--- AVAILABLE RECORDS ---

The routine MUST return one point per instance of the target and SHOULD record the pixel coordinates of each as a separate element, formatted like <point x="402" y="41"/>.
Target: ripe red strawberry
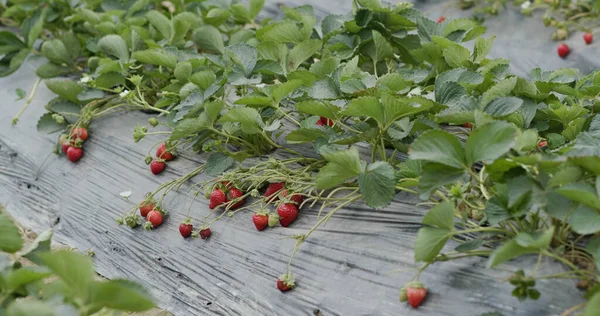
<point x="153" y="219"/>
<point x="563" y="50"/>
<point x="205" y="233"/>
<point x="185" y="228"/>
<point x="65" y="146"/>
<point x="415" y="292"/>
<point x="588" y="37"/>
<point x="287" y="213"/>
<point x="146" y="207"/>
<point x="235" y="193"/>
<point x="79" y="133"/>
<point x="260" y="220"/>
<point x="74" y="153"/>
<point x="272" y="191"/>
<point x="285" y="282"/>
<point x="162" y="153"/>
<point x="217" y="198"/>
<point x="325" y="121"/>
<point x="157" y="166"/>
<point x="295" y="198"/>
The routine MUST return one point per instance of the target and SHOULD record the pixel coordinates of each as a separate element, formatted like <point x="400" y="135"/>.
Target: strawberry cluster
<point x="72" y="145"/>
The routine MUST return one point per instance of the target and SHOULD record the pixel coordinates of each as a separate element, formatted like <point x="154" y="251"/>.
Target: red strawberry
<point x="146" y="207"/>
<point x="153" y="219"/>
<point x="233" y="194"/>
<point x="325" y="121"/>
<point x="74" y="153"/>
<point x="588" y="37"/>
<point x="217" y="198"/>
<point x="260" y="220"/>
<point x="162" y="153"/>
<point x="65" y="146"/>
<point x="415" y="292"/>
<point x="563" y="50"/>
<point x="205" y="233"/>
<point x="285" y="282"/>
<point x="272" y="190"/>
<point x="295" y="198"/>
<point x="157" y="166"/>
<point x="287" y="213"/>
<point x="185" y="228"/>
<point x="79" y="133"/>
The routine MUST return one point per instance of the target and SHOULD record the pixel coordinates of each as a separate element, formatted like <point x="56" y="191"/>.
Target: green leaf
<point x="456" y="56"/>
<point x="156" y="57"/>
<point x="56" y="52"/>
<point x="114" y="45"/>
<point x="503" y="106"/>
<point x="581" y="192"/>
<point x="9" y="43"/>
<point x="378" y="184"/>
<point x="482" y="48"/>
<point x="10" y="236"/>
<point x="342" y="165"/>
<point x="301" y="52"/>
<point x="120" y="295"/>
<point x="314" y="107"/>
<point x="249" y="119"/>
<point x="440" y="147"/>
<point x="490" y="142"/>
<point x="365" y="106"/>
<point x="442" y="216"/>
<point x="500" y="89"/>
<point x="162" y="24"/>
<point x="429" y="243"/>
<point x="509" y="250"/>
<point x="30" y="307"/>
<point x="217" y="163"/>
<point x="209" y="39"/>
<point x="585" y="220"/>
<point x="593" y="306"/>
<point x="74" y="269"/>
<point x="65" y="88"/>
<point x="255" y="6"/>
<point x="47" y="125"/>
<point x="25" y="275"/>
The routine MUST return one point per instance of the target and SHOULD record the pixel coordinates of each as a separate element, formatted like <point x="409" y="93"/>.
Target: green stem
<point x="28" y="102"/>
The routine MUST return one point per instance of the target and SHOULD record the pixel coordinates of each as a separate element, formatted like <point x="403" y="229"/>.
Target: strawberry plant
<point x="291" y="115"/>
<point x="35" y="280"/>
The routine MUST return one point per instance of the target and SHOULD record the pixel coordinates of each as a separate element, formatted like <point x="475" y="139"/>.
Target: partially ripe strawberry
<point x="217" y="198"/>
<point x="74" y="153"/>
<point x="235" y="193"/>
<point x="185" y="229"/>
<point x="295" y="198"/>
<point x="285" y="282"/>
<point x="157" y="166"/>
<point x="415" y="292"/>
<point x="563" y="50"/>
<point x="205" y="233"/>
<point x="146" y="207"/>
<point x="272" y="191"/>
<point x="79" y="133"/>
<point x="162" y="153"/>
<point x="260" y="220"/>
<point x="287" y="213"/>
<point x="153" y="219"/>
<point x="588" y="37"/>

---

* _INSTRUCTIONS TO FOLLOW_
Copy out every line of the material above that contains the string "SHOULD".

* _ANSWER SPACE_
The routine MUST return one point per instance of the target and SHOULD record the pixel coordinates of each as a separate element, formatted like <point x="402" y="41"/>.
The routine MUST return one point per instance of the target and SHOULD record the pixel coordinates of each as a separate element, formatted like <point x="400" y="135"/>.
The routine MUST return one point per instance of the target and SHOULD record the pixel coordinates of each as a separate element, formatted like <point x="154" y="251"/>.
The routine MUST return one point per instance of the target and SHOULD record the pixel coordinates of each as a separate element, formatted like <point x="56" y="191"/>.
The routine MUST return one point per instance of the target and SHOULD record the pixel coordinates of each as a separate element, formatted like <point x="409" y="93"/>.
The routine MUST return one point per instance of the target and SHOULD record the pixel coordinates of each as a separate element, formatted like <point x="403" y="229"/>.
The routine MUST return one point per instance of the target and SHOULD record the pixel coordinates of each as a separate element, formatted like <point x="475" y="139"/>.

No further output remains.